**FRAGMENTO DE LECTURA:**
Fue en una tienda aleatoria de segunda mano de Malasaña donde empezó la locura. Cuando encendimos el móvil, teníamos cinco mil mensajes del grupo de Medicina. Se suspendían las clases en Madrid hasta el 26 de marzo. Nos llamaron nuestros padres, casi como en sincronización. Mi madre me dijo que ya me había sacado un billete para el miércoles. Mi contestación: "Pero mamá, si yo el fin de semana me voy a Granada". Qué ingenua.
Después de eso, la situación de surrealismo solo aumentó. En el colegio mayor nos reunieron esa noche por plantas para informarnos de que, por el momento, el colegio seguiría abierto, aunque todos éramos libres de irnos a casa si así lo deseábamos. Evidentemente se suspendía el viaje a Granada.
En un primer momento casi todos teníamos la intención de quedarnos, por esto de no llevar el virus a casa. En nuestra mente, nos esperaban dos semanas de fiesta y diversión en el colegio mayor. La gente se fue a por provisiones de cerveza, que no papel higiénico, y los 15 días que nos quedaban por delante prometían.
Pocos padres estaban de acuerdo. Poco a poco, el colegio se fue vaciando. En el comedor pusieron turnos para comer, y nos sentábamos en zig zag, para que si estornudábamos no se nos cayera encima el coronavirus del de enfrente. En aquellos momentos, yo todavía seguía esperando a que alguien señalara la cámara escondida y nos dijera que todo era un experimento social a lo El show de Truman, y que ya podíamos volver a la normalidad.
La vuelta a casa fue tranquila. En el aeropuerto casi vacío todo parecía normal. Solo se veían pequeños grupitos de gente con mascarilla aquí y allá. De vez en cuando se oía la palabra coronavirus en el ambiente. Poco más.

**TAREAS Y EJERCICIOS:**
A. ¿Puedes resumir en dos frases el relato sobre la suspensión de las clases en Madrid?
B. ¿Podrías continuar el relato sobre la suspensión de las clases en Madrid a partir de su última frase?

**LISTADO:**

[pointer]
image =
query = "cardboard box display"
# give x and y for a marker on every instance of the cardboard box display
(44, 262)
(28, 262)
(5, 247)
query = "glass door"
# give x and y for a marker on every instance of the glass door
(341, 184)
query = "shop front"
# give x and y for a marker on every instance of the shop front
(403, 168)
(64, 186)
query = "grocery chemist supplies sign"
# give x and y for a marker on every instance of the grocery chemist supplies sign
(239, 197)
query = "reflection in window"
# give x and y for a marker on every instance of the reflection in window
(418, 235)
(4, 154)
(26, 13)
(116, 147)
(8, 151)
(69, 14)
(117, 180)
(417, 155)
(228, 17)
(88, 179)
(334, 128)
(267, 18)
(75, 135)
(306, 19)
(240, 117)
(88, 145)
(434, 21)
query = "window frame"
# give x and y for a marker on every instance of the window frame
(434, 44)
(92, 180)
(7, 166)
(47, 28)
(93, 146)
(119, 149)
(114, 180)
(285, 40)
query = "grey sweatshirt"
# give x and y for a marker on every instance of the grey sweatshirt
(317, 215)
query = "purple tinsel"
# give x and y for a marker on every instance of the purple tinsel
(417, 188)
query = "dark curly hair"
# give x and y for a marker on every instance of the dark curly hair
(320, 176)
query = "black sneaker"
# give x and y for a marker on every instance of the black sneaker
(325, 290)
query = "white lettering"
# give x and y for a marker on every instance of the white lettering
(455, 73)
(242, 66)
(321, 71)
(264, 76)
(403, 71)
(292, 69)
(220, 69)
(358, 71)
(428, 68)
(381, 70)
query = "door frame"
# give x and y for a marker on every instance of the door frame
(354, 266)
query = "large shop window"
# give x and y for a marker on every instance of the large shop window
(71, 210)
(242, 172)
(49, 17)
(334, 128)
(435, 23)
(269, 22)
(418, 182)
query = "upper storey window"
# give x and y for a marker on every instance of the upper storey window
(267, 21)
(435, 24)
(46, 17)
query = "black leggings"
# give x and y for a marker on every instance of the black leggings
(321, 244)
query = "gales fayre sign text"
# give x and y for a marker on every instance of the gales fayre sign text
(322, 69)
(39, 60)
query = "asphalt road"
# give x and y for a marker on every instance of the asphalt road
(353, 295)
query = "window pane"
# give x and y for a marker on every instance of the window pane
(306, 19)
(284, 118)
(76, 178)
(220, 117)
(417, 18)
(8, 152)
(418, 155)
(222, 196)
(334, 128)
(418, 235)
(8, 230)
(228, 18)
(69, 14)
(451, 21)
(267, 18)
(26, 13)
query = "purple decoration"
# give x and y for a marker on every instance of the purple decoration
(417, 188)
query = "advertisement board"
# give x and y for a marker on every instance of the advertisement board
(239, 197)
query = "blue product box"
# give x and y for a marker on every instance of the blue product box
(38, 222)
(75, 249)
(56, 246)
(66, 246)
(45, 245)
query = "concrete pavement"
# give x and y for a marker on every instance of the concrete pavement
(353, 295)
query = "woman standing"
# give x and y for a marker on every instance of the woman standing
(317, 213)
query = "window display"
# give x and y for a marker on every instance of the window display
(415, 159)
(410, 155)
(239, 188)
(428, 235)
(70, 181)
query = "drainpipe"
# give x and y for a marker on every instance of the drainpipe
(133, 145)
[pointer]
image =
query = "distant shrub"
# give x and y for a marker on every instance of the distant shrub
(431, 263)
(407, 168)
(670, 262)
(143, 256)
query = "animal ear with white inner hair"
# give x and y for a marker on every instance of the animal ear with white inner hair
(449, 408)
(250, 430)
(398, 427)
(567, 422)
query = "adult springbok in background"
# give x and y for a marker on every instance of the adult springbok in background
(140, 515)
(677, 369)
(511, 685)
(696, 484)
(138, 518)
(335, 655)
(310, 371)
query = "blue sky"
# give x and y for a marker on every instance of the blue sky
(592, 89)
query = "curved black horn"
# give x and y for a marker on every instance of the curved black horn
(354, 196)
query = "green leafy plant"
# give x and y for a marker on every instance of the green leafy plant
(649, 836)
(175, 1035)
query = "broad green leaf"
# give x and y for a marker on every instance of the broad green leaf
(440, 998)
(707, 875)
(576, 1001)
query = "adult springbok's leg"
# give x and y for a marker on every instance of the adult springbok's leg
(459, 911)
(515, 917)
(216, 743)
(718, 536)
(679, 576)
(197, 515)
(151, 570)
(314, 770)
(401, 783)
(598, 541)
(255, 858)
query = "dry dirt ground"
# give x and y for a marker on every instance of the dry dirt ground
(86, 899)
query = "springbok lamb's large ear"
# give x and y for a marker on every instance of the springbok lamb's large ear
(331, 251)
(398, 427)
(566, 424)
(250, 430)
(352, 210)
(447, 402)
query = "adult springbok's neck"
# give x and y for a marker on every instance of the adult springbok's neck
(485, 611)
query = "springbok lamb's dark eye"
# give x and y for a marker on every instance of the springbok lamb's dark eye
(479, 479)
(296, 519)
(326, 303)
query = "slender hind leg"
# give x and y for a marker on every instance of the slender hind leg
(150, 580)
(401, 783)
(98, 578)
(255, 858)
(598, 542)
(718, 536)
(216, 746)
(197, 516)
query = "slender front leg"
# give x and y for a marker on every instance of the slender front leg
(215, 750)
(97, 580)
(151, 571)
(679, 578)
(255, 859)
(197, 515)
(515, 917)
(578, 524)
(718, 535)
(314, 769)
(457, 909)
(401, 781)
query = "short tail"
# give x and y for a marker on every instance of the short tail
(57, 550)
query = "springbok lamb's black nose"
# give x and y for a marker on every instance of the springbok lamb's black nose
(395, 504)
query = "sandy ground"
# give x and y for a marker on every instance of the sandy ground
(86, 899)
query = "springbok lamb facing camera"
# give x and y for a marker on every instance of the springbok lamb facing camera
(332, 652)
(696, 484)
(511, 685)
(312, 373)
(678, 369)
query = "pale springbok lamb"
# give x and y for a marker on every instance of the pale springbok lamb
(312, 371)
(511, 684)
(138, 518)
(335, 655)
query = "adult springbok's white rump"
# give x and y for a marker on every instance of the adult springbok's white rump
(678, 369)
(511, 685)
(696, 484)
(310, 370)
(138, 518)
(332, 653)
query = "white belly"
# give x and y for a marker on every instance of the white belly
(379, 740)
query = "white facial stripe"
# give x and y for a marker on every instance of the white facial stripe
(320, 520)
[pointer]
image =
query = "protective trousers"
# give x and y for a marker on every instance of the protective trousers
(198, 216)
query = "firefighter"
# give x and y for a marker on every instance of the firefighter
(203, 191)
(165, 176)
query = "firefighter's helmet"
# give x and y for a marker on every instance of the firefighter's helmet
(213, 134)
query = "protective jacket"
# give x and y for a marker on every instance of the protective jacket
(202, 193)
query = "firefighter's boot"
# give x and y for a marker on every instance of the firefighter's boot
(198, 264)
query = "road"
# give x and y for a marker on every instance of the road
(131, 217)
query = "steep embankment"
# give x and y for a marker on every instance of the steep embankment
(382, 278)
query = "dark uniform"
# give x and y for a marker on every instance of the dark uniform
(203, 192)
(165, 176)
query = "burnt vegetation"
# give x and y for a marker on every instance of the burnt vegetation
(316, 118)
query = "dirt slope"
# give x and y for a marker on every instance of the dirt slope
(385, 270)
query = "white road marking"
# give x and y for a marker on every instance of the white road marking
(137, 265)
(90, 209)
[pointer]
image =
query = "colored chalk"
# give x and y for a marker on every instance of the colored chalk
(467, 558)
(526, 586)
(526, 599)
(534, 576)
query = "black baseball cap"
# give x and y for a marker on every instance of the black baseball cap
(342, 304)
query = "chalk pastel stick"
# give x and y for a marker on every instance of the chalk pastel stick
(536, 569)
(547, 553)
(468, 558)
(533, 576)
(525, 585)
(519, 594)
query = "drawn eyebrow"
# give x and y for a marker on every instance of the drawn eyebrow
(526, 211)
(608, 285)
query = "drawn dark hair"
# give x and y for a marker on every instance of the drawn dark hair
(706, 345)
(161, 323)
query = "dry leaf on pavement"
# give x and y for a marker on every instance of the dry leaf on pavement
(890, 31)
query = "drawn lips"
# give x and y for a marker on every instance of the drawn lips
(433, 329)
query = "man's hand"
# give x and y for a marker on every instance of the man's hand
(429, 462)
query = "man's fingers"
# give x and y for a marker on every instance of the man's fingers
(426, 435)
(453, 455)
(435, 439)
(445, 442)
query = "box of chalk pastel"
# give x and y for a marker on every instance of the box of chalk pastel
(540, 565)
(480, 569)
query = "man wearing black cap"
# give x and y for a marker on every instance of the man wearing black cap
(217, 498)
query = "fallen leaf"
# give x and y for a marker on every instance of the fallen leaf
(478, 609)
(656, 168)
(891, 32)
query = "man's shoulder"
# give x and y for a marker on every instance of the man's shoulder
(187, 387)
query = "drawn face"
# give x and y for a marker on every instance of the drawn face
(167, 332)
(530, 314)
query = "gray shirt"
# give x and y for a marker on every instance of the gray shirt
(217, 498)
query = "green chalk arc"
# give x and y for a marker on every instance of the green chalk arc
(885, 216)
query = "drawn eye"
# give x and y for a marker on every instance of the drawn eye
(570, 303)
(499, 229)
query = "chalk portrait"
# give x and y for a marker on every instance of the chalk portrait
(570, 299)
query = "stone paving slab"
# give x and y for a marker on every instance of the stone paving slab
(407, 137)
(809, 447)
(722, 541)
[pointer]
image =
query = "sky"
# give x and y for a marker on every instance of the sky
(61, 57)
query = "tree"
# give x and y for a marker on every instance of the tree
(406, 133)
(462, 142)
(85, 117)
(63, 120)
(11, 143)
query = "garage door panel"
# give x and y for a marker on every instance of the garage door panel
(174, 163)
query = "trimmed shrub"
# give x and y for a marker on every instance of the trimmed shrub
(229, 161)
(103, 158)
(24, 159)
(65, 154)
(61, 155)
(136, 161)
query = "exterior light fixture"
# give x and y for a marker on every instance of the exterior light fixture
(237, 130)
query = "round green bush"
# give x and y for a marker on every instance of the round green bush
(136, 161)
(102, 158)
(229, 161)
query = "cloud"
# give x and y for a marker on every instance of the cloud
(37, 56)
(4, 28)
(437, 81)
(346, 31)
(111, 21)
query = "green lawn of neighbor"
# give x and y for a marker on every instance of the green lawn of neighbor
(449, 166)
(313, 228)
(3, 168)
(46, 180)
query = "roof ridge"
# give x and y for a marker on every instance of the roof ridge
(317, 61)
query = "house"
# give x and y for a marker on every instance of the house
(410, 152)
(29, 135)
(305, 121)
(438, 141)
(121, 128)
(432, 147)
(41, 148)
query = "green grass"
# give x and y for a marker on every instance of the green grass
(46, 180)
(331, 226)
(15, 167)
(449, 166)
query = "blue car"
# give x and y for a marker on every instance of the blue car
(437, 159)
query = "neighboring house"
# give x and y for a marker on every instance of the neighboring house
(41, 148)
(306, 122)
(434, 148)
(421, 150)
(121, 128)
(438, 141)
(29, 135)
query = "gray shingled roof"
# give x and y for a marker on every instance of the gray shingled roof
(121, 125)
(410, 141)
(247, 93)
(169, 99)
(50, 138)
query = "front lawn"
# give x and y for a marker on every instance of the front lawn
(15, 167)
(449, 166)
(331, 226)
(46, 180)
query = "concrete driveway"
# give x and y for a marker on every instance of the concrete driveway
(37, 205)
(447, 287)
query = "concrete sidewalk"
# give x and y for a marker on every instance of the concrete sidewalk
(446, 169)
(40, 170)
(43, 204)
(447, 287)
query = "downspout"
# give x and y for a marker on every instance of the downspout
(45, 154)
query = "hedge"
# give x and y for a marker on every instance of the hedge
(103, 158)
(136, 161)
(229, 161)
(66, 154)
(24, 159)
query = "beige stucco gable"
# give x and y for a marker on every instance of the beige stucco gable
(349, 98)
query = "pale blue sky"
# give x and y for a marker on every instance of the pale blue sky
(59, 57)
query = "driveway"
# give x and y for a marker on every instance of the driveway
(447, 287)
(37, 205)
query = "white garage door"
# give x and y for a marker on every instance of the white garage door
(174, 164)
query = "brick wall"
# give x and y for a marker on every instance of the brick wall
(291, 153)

**RESULTADOS:**
A. Al suspenderse las clases en Madrid hasta el 26 de marzo, casi todos en el colegio mayor pensaban quedarse y pasar dos semanas de fiesta, pero pocos padres estaban de acuerdo y el colegio se fue vaciando. La vuelta a casa fue tranquila, por un aeropuerto casi vacío donde solo se veían pequeños grupos de gente con mascarilla.

B.
Yo llegué a Gran Canaria con la ilusión de ir mucho a la playa y volver como si hubiera pasado un verano exprés: morena y sin ojeras. Con la intención de ver a mis amigos en sus ratos libres, porque ellos seguían teniendo clase. De hacer caminatas con mi familia, ir a comer con mis abuelos una vez estuviera segura de que no había contraído el virus.
Pero el miércoles llegué de Madrid, me metí en mi casa, y no he vuelto a salir desde entonces. Al principio porque mis padres me dijeron de esperar unos días para asegurarnos de que no estaba contagiada. Ahora, a esta razón se le suma también el estado de alarma, que no te deja salir a no ser que sea para ir sacar al perro, ir a comprar comida o ir a hacerte unas mechas a la peluquería. Todavía no han pasado mis 15 días de cuarentena y, tampoco tenemos perro, así que aquí sigo.
Estos días he dormido bastante. Creo que la parte de "no ojeras" sí voy a conseguirla. También he aprovechado para hacer cosas que llevaba mucho tiempo diciendo que haría (como escribir en el blog, jeje). Hemos jugado a juegos de mesa, dado clases de salsa y bachata en el salón, visto películas y capítulos de Friends, y hecho videollamada con personas varias.
La parte de dar las asignaturas de manera no presencial está resultando toda una aventura. Hoy he tenido mi primera clase por videoconferencia y ha sido, cuanto menos, una experiencia divertida. El momento en el que los hijos de mi profesora han empezado a chillar y pelearse por detrás, y ella se ha dado la vuelta para decirles que se callaran porque les estaban oyendo 80 personas ha sido, sin lugar a dudas, la mejor parte de mi día.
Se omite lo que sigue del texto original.